» TAREAS PENDIENTES
A. Reproduce el hilo sobre el desembalse de Zújar y Orellana, todo lo que va desde "## No Registrado" hasta "compuertas en Zújar.", y cambia "turbinas" por "bombas".
B. Identifica y copia cada línea de los registros que contenga la palabra "foliage". Se distingue entre mayúsculas y minúsculas.

# MEDIO FÍSICO > Embalses > Guadiana >  Zujar y Orellana desembalsando

## Uad

Pues eso, hoy desde las 8 de la mañana están desembalsando en previsión de grandes avenidas por las lluvias que se esperan.

----------


## F. Lázaro

Exactamente. En el hilo que hay en el del Zújar, explico porqué, pasate si quieres. No voy a repetir otra vez el mesaje aquí.

Un saludo.

----------


## No Registrado

Desde ayer tarde el SAIH da un caudal a la salida del embalse de Zújar de más de 140 metros cúbicos por segundo. Yo había leido que sus turbinas no tenían tanta capacidad. Por eso pregunto si alguien sabe si han abierto compuertas en Zújar.

   La CHG dijo la semana pasada que estaba en funcionamiento el tunel reversible entre Zújar y Orellana. Si el nivel del Zújar ha bajado apreciablemente en los ultimos días es de suponer que estará pasando bastante agua desde Orellana a Zújar por ese túnel ya que cuanto mayor sea la diferencia  de nivel entre los dos embalses más agua pasará por el túnel.

Registros de un conjunto de datos
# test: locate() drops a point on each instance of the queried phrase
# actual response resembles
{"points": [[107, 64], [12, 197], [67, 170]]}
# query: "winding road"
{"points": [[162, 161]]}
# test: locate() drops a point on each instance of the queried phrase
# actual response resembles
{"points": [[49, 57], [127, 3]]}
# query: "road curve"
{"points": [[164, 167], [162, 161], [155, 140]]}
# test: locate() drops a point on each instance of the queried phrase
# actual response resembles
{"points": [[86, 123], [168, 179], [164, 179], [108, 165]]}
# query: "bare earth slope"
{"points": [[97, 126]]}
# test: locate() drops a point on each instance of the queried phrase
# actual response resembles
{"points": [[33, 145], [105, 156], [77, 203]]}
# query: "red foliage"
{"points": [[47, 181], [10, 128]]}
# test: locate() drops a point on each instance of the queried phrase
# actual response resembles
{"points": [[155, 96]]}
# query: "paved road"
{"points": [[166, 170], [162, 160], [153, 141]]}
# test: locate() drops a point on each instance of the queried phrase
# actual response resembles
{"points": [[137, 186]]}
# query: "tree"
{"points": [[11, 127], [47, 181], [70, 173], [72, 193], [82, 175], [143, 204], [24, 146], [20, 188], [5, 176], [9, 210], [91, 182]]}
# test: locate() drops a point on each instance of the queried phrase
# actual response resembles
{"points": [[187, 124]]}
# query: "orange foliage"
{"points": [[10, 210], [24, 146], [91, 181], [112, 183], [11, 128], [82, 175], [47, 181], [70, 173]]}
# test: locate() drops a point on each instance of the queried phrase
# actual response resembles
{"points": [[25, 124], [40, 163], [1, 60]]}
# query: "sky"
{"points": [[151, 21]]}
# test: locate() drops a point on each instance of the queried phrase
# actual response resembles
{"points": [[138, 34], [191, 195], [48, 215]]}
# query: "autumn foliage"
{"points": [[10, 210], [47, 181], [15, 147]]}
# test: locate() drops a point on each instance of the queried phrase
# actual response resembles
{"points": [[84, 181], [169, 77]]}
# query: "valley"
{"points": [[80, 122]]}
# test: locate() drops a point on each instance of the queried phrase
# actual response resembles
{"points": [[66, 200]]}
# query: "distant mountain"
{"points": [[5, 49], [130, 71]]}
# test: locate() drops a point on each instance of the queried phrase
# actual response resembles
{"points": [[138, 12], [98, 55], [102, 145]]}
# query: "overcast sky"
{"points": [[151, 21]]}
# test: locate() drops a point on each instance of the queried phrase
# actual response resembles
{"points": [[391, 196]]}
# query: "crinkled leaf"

» SOLUCIONES
A.
## No Registrado

Desde ayer tarde el SAIH da un caudal a la salida del embalse de Zújar de más de 140 metros cúbicos por segundo. Yo había leido que sus bombas no tenían tanta capacidad. Por eso pregunto si alguien sabe si han abierto compuertas en Zújar.

B.
# query: "red foliage"
# query: "orange foliage"
# query: "autumn foliage"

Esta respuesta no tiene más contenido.